> HOW TO COMPLETE THIS TASK
Whenever a line of the data below holds the string "cake", copy that line.

Dataset records:
•••••

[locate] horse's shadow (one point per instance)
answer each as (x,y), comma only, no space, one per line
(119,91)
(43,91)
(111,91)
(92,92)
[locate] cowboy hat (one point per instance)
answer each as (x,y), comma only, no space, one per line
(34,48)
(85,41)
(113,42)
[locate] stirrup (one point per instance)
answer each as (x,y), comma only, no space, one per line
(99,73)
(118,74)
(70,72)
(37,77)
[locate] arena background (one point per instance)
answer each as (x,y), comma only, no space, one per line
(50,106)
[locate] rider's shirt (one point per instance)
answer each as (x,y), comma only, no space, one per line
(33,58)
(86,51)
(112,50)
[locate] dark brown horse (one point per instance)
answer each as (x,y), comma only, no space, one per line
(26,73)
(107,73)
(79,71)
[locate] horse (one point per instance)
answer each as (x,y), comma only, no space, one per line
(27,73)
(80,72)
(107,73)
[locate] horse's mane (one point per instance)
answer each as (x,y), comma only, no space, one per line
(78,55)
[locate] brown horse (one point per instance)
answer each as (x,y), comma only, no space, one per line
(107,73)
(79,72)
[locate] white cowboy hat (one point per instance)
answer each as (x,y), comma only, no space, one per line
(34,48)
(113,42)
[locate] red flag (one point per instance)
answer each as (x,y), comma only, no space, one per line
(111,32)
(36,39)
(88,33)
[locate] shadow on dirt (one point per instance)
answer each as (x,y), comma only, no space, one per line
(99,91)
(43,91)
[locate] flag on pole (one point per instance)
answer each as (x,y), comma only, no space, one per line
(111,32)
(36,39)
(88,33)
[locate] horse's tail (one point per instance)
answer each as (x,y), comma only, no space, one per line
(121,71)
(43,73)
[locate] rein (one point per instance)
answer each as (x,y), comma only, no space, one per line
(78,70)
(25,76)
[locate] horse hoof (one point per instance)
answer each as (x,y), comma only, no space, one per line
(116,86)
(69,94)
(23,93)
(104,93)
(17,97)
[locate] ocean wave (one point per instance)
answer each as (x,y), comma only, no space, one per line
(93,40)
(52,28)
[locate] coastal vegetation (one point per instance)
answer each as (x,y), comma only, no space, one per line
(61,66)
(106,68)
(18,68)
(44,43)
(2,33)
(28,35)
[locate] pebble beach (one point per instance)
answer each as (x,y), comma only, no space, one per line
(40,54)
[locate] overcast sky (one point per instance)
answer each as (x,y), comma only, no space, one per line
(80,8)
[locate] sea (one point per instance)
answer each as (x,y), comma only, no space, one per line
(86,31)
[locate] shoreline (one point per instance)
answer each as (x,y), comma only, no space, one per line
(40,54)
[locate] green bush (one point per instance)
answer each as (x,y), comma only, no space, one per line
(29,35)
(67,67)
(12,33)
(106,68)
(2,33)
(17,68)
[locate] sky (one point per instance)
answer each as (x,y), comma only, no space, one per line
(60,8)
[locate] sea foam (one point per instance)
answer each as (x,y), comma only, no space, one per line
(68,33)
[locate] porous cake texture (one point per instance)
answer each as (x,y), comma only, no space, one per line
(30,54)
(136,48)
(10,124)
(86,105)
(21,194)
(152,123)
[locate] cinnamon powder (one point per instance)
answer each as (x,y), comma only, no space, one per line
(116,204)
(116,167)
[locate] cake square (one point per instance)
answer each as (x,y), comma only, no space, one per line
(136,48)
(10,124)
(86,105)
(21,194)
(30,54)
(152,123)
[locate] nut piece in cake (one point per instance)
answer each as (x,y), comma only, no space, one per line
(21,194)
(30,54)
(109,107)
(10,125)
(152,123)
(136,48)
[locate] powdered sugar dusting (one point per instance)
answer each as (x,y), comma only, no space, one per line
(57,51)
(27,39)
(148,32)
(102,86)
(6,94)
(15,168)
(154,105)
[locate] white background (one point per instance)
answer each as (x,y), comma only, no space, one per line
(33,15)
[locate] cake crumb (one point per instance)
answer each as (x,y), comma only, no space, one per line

•••••

> REPLY TO THE EXERCISE
[locate] porous cake texture (one point per instance)
[locate] cake square (one point per instance)
[locate] nut piece in cake (one point per instance)
[locate] cake crumb (one point per instance)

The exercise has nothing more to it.